* [Required actions]
A – Reproduce, word for word, the portion of the Recombination text between "My short stories" and "material for fiction.", inclusive.
B – From the Recombination text, list the titles of the stories the writer says they have in addition to those already included in the project.

Recombination: Stories at the Interstices

Stories

Some years ago, I began writing short stories that emerged from within me in the shape of a being to be encountered. Many of those stories were published in literary journals and otherwise received notice in a variety of ways (readings, blogs, podcasts, discussion topics). While I intended to turn them into a collection, the process of doing so and other complexities of work and life diverted my attention. More recently, I began to wonder about what had happened to the various characters populating those stories, now some years hence. Thus, began this reimagined project, tentatively titled Recombination. I currently am working on a set of matched stories that cross over time and place. They offer insight into the intentions and actions of the earlier characters but move them forward into a present—and perhaps a future. Taken together, they are an intermittent fictional series.

This project stitches the pairs of sequenced stories together with what might be called metaphysical meanderings, reflections on time and space, on then and now. The project as a whole crosses over into new terrain of both poetry and nonfiction prose; it bends and blends genres. The stories often turn on scientific metaphors that describe and inform a state of being or emotional incandescence. In addition to those already included in this project, I have stories named “Free Radicals,” “The Uncertainty Principle,” “Cosmic Strings,” and “Naked Singularity,” an astronomical term.

My short stories are not expressly about these concepts, but I do like such rich, evocative terminology. In their proper context, the scientific words are intended to describe objective phenomena. For me they can also probe the interior—by exploring the nature of relationships and the condition of intimacy.  This I consider the essential raw material for fiction.

* [Given data]
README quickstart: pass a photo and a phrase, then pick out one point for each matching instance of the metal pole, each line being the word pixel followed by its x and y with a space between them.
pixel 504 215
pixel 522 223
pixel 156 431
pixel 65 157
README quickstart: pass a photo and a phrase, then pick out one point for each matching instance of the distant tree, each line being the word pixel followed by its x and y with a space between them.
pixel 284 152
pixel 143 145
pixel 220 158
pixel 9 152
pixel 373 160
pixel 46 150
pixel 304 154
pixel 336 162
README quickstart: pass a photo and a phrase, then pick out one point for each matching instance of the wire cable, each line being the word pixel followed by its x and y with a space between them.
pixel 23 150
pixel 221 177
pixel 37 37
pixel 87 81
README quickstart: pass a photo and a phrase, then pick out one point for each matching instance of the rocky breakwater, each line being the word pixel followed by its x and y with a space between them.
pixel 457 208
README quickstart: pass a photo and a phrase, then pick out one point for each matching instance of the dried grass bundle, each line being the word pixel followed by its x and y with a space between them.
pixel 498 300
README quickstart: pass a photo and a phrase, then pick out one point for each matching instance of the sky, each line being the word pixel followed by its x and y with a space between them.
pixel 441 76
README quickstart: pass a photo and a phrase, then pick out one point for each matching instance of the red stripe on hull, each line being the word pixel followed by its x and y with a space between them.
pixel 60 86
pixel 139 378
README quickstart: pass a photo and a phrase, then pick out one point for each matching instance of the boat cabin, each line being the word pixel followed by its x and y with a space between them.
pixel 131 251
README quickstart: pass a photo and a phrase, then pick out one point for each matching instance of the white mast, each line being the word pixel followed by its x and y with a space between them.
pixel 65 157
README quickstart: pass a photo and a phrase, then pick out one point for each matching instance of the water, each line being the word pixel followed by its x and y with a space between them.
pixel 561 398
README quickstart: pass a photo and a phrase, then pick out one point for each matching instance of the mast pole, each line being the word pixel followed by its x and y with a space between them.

* [Responses to the tasks]
A –
My short stories are not expressly about these concepts, but I do like such rich, evocative terminology. In their proper context, the scientific words are intended to describe objective phenomena. For me they can also probe the interior—by exploring the nature of relationships and the condition of intimacy.  This I consider the essential raw material for fiction.

B –
"Free Radicals"
"The Uncertainty Principle"
"Cosmic Strings"
"Naked Singularity"